[EXERCISE DATA Boundary: Start]

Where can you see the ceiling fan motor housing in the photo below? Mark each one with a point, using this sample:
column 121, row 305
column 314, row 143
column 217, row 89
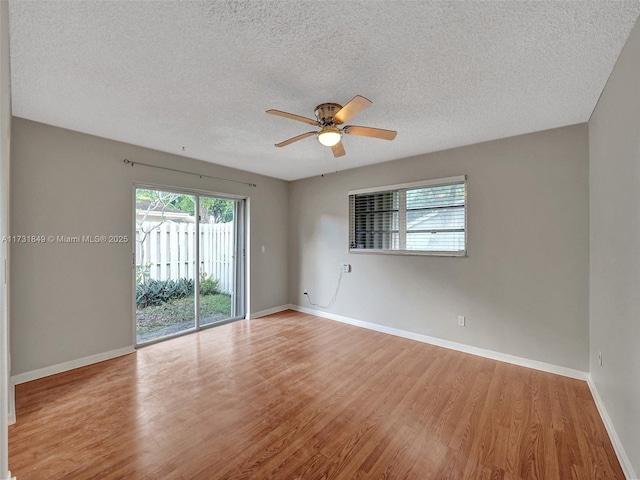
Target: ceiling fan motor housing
column 325, row 112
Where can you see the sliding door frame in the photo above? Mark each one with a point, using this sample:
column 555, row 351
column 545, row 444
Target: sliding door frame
column 240, row 293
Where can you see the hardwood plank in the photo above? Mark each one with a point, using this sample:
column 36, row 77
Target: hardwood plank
column 293, row 396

[EXERCISE DATA Boundary: End]

**EXERCISE**: Every entry above needs to be duplicated precisely, and none of the pictures should appear.

**EXERCISE SOLUTION**:
Where can you see the ceiling fan motor housing in the photo below? Mark each one with a point, using this sample:
column 121, row 305
column 314, row 143
column 217, row 89
Target: ceiling fan motor housing
column 325, row 112
Where can you see the sliding door frame in the photo above? Mark each one with a point, using this sample:
column 555, row 351
column 545, row 444
Target: sliding door frame
column 240, row 293
Where can you see the hardwood plank in the photo above? Mark each one with a point, using this sample:
column 36, row 77
Target: hardwood plank
column 293, row 396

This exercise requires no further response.